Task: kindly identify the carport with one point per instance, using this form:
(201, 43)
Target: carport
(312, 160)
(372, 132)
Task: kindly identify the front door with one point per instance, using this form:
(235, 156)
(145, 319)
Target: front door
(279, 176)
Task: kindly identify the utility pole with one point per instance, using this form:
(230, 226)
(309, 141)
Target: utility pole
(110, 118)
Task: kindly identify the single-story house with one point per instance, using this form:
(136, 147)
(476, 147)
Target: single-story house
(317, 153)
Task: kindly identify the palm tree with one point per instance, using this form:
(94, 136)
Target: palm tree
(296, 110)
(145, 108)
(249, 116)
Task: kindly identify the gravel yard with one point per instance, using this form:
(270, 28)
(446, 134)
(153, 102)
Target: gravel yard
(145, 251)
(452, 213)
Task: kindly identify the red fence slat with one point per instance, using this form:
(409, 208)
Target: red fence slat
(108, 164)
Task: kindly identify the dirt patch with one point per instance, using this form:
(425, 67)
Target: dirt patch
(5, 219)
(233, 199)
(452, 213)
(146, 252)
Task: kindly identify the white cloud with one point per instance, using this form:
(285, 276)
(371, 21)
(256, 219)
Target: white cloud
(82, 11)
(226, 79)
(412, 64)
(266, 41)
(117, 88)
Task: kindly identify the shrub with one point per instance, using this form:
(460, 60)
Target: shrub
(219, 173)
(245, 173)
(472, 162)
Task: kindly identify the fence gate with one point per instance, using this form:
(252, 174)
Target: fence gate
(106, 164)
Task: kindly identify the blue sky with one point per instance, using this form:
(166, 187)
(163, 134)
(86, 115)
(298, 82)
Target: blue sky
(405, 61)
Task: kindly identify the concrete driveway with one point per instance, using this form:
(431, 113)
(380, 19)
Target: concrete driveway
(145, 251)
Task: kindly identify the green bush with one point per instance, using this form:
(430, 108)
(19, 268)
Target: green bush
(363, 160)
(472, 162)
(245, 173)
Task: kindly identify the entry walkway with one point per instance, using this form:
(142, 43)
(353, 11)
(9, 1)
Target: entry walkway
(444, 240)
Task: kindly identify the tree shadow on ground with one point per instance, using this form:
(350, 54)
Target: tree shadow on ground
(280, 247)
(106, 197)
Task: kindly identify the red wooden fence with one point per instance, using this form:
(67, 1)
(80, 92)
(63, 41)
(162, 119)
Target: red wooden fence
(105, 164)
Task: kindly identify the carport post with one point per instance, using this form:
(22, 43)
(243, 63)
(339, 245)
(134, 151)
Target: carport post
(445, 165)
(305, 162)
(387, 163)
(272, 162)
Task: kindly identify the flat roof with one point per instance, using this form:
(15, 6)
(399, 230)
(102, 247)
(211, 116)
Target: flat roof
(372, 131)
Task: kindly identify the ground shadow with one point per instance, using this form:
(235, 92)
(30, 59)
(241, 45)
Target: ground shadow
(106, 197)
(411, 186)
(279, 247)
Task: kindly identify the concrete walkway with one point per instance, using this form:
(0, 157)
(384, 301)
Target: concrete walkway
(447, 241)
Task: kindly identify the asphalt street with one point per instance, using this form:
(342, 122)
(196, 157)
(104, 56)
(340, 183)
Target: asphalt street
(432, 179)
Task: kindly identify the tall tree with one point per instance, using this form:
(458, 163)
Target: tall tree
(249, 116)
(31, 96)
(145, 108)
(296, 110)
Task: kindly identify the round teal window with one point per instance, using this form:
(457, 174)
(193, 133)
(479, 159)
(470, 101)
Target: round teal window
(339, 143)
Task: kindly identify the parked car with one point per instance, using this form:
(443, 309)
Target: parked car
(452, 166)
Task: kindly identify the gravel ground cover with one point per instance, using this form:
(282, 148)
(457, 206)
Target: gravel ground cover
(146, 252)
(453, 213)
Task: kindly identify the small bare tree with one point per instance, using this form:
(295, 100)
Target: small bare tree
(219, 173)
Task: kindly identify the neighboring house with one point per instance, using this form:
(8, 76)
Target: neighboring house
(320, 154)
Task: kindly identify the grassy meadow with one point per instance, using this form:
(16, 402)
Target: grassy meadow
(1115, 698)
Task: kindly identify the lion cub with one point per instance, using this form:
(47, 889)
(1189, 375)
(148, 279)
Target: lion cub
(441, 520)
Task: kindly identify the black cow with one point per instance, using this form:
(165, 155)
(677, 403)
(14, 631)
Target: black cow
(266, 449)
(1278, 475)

○ ○ ○ ○

Work required: Every line of the data should be output exactly as it was given.

Reply:
Task: kindly identify the carport with one point per instance, using this form:
(201, 43)
Target: carport
(312, 160)
(372, 132)
Task: kindly identify the front door with one point per instance, using this form:
(235, 156)
(145, 319)
Target: front door
(279, 176)
Task: kindly identify the utility pole with one point per instance, using this form:
(230, 226)
(309, 141)
Target: utility pole
(110, 118)
Task: kindly identify the single-story house with one point per instance, using this form:
(136, 147)
(476, 147)
Target: single-story house
(317, 153)
Task: kindly identify the palm tree with one point per instance, using this form:
(94, 136)
Target: palm tree
(296, 110)
(145, 108)
(249, 116)
Task: kindly identify the gravel yard with one point per instance, using this form:
(270, 28)
(446, 134)
(153, 102)
Target: gravel yard
(145, 251)
(452, 213)
Task: kindly identify the red fence slat with one point per instance, using this form:
(409, 208)
Target: red fence slat
(108, 164)
Task: kindly identify the dirt patch with one point per instance, using this form:
(425, 67)
Target: dirt patch
(5, 219)
(233, 199)
(452, 213)
(146, 252)
Task: kindly identify the white cloud with one point per instance, using this form:
(285, 276)
(371, 21)
(256, 219)
Target: white cloud
(82, 11)
(226, 79)
(412, 64)
(266, 41)
(117, 88)
Task: kindly identify the shrub with one point per instance, using this form:
(460, 60)
Target: shrub
(219, 173)
(245, 173)
(472, 162)
Task: kindly identify the fence gate with one point per instance, using this form:
(252, 174)
Target: fence gate
(106, 164)
Task: kindly identify the blue sky with one point per instance, using this form:
(166, 187)
(163, 134)
(86, 115)
(298, 82)
Target: blue sky
(405, 61)
Task: kindly identify the concrete driveway with one point per instance, using this form:
(431, 113)
(380, 19)
Target: concrete driveway
(145, 251)
Task: kindly identify the green bush with one point per instance, using this form:
(430, 108)
(19, 268)
Target: green bush
(363, 160)
(472, 162)
(245, 173)
Task: kindly identify the entry walkway with one point per instance, using this form:
(142, 43)
(353, 11)
(9, 1)
Target: entry walkway
(444, 240)
Task: kindly identify the tree shadow on ground with one point per instance, using this form:
(350, 54)
Target: tree shadow on ground
(280, 247)
(106, 197)
Task: kindly identify the red wooden fence with one point per instance, using this form:
(67, 1)
(80, 92)
(63, 41)
(162, 119)
Target: red wooden fence
(105, 164)
Task: kindly identify the carport post with one point per instance, using this form:
(22, 43)
(243, 63)
(339, 245)
(134, 151)
Target: carport post
(445, 165)
(305, 162)
(387, 163)
(272, 162)
Task: kindly identify the flat roof with one point per instance, using this form:
(15, 6)
(399, 230)
(102, 247)
(211, 116)
Target: flat roof
(372, 131)
Task: kindly identify the ground shadow with one point per instance, using this form:
(235, 92)
(30, 59)
(241, 45)
Target: ground shadow
(106, 197)
(411, 186)
(279, 247)
Task: kindly identify the concrete walkway with one point per instance, using this form:
(0, 157)
(384, 301)
Target: concrete walkway
(447, 241)
Task: kindly identify the asphalt street with one point per instance, using this form:
(342, 122)
(196, 157)
(104, 56)
(340, 183)
Target: asphalt street
(432, 179)
Task: kindly identify the tall tree with one point per instance, using this form:
(458, 163)
Target: tall tree
(249, 116)
(31, 96)
(145, 108)
(296, 110)
Task: kindly identify the round teal window with one point per instance, using this form:
(457, 174)
(193, 133)
(479, 159)
(470, 101)
Target: round teal window
(339, 143)
Task: kindly identify the parked car with one point per instance, using this form:
(443, 309)
Target: parked car
(452, 166)
Task: kindly identify the gravel ground cover with one point per instance, using this form:
(282, 148)
(457, 206)
Target: gravel ground cover
(146, 252)
(453, 213)
Task: kindly identify the small bare tree with one point per instance, using this form:
(295, 100)
Target: small bare tree
(219, 173)
Task: kindly identify the neighboring house with one point per instance, using this form:
(8, 76)
Target: neighboring house
(320, 154)
Task: kindly identify the grassy meadow with one point per instance, using this form:
(16, 402)
Target: grassy meadow
(1115, 698)
Task: kindly identify the lion cub with one point per instance, using this form:
(47, 889)
(1189, 375)
(148, 279)
Target: lion cub
(441, 520)
Task: kindly identify the black cow with one point per instance, using this form:
(165, 155)
(677, 403)
(14, 631)
Target: black cow
(266, 449)
(1278, 475)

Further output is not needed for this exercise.